_What to work on_.
Find "mark: the dark" and "mark: the green grass, one point per instance" in the records below. Copy the lines holding them and every line between, exactly, and no others.

_Data for processing_.
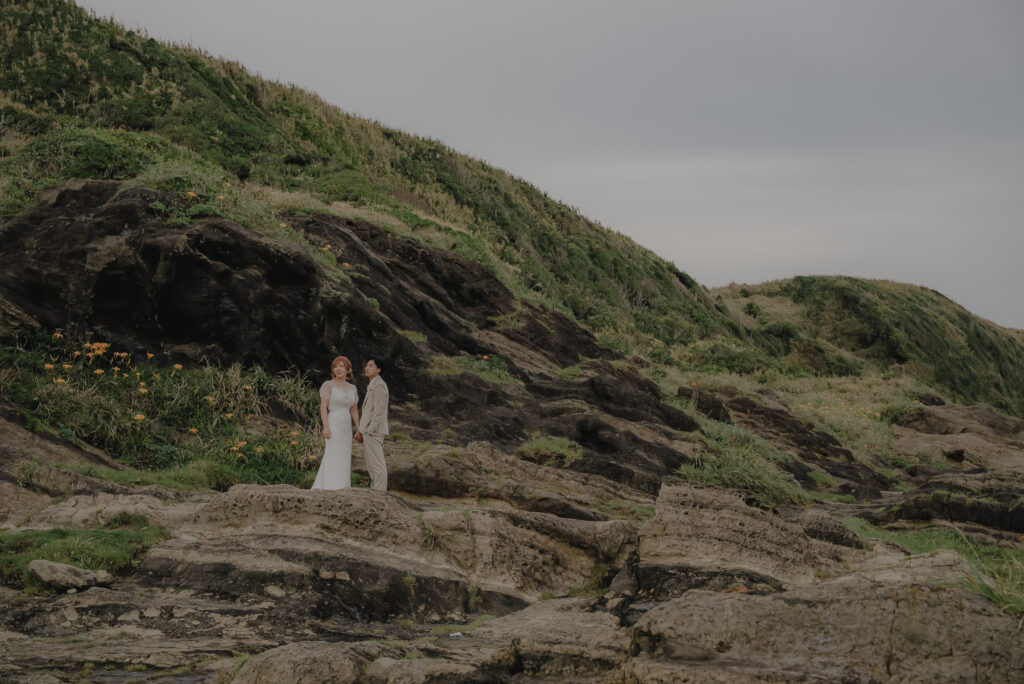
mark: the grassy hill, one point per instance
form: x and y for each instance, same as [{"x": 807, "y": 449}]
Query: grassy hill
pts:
[
  {"x": 840, "y": 326},
  {"x": 84, "y": 97}
]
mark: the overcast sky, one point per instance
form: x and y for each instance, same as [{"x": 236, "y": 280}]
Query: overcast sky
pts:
[{"x": 742, "y": 139}]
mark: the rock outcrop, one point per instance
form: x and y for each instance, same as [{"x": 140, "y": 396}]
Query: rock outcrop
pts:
[{"x": 482, "y": 563}]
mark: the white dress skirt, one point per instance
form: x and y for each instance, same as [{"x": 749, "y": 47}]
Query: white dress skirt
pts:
[{"x": 336, "y": 468}]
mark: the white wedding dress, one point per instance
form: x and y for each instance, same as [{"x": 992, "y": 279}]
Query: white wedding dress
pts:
[{"x": 336, "y": 468}]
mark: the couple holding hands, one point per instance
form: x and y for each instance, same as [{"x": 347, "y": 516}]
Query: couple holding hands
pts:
[{"x": 339, "y": 411}]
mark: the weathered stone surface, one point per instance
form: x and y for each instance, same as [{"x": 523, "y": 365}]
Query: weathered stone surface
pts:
[
  {"x": 311, "y": 663},
  {"x": 962, "y": 437},
  {"x": 702, "y": 528},
  {"x": 908, "y": 625},
  {"x": 522, "y": 552},
  {"x": 64, "y": 576},
  {"x": 481, "y": 471}
]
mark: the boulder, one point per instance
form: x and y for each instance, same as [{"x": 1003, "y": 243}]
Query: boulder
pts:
[{"x": 64, "y": 576}]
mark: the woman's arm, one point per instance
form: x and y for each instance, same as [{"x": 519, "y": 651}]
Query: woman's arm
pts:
[{"x": 327, "y": 426}]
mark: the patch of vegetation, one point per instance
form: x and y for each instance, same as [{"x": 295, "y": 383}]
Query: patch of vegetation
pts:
[
  {"x": 442, "y": 630},
  {"x": 937, "y": 340},
  {"x": 113, "y": 548},
  {"x": 596, "y": 584},
  {"x": 554, "y": 452},
  {"x": 487, "y": 367},
  {"x": 823, "y": 480},
  {"x": 186, "y": 428},
  {"x": 996, "y": 572},
  {"x": 738, "y": 460},
  {"x": 628, "y": 509}
]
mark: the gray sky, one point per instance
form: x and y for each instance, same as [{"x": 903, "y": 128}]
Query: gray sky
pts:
[{"x": 742, "y": 139}]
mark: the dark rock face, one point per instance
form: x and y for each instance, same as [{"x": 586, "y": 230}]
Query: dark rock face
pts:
[
  {"x": 767, "y": 417},
  {"x": 211, "y": 290}
]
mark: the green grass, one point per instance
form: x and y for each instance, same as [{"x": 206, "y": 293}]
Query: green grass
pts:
[
  {"x": 112, "y": 548},
  {"x": 996, "y": 572},
  {"x": 555, "y": 452},
  {"x": 81, "y": 96},
  {"x": 626, "y": 509},
  {"x": 188, "y": 428},
  {"x": 488, "y": 368},
  {"x": 738, "y": 460},
  {"x": 596, "y": 584}
]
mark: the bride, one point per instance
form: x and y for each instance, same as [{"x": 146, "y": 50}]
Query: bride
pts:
[{"x": 339, "y": 410}]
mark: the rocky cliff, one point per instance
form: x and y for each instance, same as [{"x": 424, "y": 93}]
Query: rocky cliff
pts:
[{"x": 485, "y": 561}]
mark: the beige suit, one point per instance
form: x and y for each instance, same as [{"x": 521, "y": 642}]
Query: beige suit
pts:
[{"x": 373, "y": 425}]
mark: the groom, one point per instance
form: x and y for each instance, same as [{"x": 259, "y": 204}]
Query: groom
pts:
[{"x": 373, "y": 425}]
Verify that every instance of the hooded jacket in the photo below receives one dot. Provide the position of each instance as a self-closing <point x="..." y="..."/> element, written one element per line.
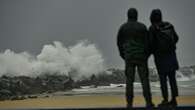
<point x="132" y="39"/>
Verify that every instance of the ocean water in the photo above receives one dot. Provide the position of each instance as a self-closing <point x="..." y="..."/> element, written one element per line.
<point x="185" y="88"/>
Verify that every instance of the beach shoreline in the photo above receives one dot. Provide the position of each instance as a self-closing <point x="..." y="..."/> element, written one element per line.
<point x="86" y="101"/>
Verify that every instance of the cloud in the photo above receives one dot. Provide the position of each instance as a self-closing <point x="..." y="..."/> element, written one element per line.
<point x="83" y="58"/>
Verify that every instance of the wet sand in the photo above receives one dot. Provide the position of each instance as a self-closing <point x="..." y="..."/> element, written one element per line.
<point x="87" y="101"/>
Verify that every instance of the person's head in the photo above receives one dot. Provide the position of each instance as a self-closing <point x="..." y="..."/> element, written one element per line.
<point x="132" y="14"/>
<point x="156" y="16"/>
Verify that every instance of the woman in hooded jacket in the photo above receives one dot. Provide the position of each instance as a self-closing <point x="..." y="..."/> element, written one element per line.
<point x="165" y="61"/>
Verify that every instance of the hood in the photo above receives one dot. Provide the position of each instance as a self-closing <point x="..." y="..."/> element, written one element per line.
<point x="156" y="16"/>
<point x="132" y="14"/>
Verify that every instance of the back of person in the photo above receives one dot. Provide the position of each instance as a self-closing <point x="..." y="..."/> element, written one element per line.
<point x="132" y="40"/>
<point x="165" y="38"/>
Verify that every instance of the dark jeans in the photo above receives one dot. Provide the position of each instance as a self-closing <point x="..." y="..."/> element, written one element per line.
<point x="144" y="77"/>
<point x="172" y="81"/>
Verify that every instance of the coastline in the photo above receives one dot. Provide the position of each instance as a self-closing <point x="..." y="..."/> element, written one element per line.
<point x="85" y="101"/>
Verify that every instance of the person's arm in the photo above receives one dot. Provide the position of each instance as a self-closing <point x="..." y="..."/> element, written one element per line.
<point x="176" y="38"/>
<point x="120" y="41"/>
<point x="151" y="40"/>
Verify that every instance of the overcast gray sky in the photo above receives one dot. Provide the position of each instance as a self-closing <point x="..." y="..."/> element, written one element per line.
<point x="27" y="25"/>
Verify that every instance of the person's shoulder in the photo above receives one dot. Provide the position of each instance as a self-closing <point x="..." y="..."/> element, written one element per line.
<point x="123" y="25"/>
<point x="142" y="25"/>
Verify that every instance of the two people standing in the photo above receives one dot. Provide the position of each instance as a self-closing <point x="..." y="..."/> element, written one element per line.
<point x="136" y="44"/>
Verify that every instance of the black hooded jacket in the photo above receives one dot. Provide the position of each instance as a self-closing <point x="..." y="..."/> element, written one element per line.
<point x="132" y="39"/>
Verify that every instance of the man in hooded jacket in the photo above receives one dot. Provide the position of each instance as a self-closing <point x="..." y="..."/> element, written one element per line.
<point x="132" y="45"/>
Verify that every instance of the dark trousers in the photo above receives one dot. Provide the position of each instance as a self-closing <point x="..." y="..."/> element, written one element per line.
<point x="144" y="77"/>
<point x="172" y="81"/>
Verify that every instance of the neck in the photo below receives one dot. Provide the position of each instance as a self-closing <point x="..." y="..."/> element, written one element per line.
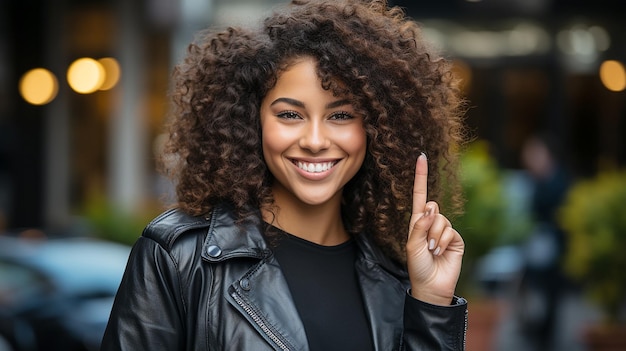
<point x="321" y="224"/>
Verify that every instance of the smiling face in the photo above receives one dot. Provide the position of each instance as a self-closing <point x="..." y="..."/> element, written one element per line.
<point x="313" y="142"/>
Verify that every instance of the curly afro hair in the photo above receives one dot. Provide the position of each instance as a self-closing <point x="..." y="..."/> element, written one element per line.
<point x="365" y="50"/>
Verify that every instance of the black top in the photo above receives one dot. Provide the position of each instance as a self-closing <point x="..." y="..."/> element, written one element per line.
<point x="324" y="286"/>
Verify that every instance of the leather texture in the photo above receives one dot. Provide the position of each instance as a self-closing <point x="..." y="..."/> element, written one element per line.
<point x="194" y="283"/>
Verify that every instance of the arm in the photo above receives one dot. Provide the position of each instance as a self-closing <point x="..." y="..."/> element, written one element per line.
<point x="434" y="318"/>
<point x="147" y="311"/>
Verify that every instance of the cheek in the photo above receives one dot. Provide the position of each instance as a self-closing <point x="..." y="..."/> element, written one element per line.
<point x="272" y="140"/>
<point x="355" y="141"/>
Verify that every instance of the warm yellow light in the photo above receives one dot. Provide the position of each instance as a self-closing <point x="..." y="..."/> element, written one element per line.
<point x="613" y="75"/>
<point x="112" y="69"/>
<point x="38" y="86"/>
<point x="85" y="75"/>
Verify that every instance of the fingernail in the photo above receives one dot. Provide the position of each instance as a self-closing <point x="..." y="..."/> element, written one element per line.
<point x="429" y="210"/>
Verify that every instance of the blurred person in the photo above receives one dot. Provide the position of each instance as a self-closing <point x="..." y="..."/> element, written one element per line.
<point x="307" y="218"/>
<point x="543" y="280"/>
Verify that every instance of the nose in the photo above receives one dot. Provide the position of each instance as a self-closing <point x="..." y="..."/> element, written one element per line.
<point x="315" y="136"/>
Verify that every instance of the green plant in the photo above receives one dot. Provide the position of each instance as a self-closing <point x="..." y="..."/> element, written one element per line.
<point x="484" y="218"/>
<point x="111" y="223"/>
<point x="594" y="217"/>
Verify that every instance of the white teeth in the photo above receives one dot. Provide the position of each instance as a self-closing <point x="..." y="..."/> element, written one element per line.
<point x="315" y="167"/>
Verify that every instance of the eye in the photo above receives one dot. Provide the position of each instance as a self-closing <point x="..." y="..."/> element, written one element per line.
<point x="341" y="116"/>
<point x="288" y="115"/>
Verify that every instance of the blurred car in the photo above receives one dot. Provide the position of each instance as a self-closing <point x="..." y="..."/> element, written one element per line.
<point x="57" y="294"/>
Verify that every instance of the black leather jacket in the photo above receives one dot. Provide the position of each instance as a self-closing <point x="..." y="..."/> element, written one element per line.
<point x="197" y="283"/>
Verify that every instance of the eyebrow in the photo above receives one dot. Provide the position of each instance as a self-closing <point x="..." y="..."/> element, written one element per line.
<point x="301" y="104"/>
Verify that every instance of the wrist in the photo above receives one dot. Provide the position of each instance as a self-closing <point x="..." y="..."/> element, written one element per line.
<point x="430" y="298"/>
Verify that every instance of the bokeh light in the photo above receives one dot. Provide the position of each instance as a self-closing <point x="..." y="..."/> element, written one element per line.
<point x="86" y="75"/>
<point x="613" y="75"/>
<point x="112" y="69"/>
<point x="38" y="86"/>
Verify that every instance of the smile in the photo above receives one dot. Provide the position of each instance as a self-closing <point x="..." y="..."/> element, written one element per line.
<point x="315" y="167"/>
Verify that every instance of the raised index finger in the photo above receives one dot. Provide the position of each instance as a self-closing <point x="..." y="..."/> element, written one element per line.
<point x="420" y="186"/>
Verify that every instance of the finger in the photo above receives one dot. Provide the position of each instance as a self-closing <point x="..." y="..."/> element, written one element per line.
<point x="445" y="238"/>
<point x="420" y="185"/>
<point x="422" y="223"/>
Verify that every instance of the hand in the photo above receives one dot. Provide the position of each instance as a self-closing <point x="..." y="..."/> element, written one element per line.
<point x="434" y="248"/>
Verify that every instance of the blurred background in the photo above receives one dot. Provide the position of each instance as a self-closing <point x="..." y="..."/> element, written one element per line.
<point x="83" y="96"/>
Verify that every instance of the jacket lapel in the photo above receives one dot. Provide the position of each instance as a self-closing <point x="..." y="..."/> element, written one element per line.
<point x="260" y="294"/>
<point x="383" y="294"/>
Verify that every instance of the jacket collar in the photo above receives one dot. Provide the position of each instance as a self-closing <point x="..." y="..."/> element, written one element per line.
<point x="227" y="238"/>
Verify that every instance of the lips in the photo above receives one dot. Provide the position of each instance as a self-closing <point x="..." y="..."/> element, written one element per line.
<point x="315" y="167"/>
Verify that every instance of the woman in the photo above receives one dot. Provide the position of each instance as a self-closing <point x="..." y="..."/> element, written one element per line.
<point x="303" y="221"/>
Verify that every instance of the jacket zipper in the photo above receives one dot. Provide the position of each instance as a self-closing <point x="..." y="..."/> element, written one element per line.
<point x="259" y="321"/>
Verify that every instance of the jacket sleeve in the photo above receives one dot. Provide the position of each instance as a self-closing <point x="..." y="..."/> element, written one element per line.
<point x="431" y="327"/>
<point x="148" y="309"/>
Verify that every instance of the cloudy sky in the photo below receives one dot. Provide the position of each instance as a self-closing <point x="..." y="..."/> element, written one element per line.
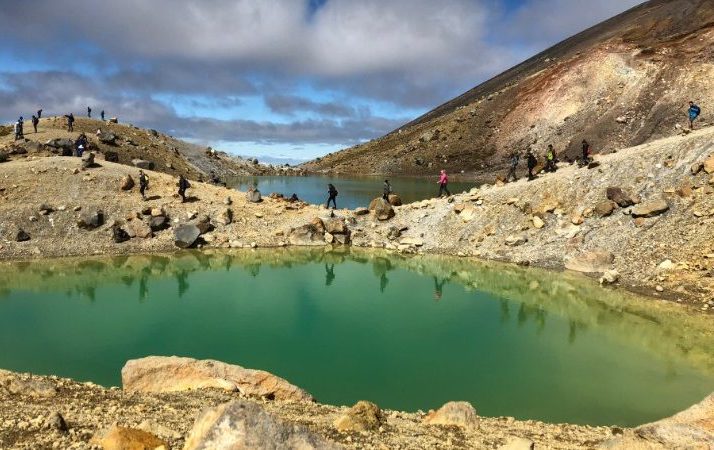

_Result for this task_.
mark: the dark rock face, one point per instance
form: x and y for each instance, same as [{"x": 586, "y": 230}]
Query: dark rock face
pts:
[
  {"x": 767, "y": 417},
  {"x": 211, "y": 290}
]
mark: the green grass, one point per instance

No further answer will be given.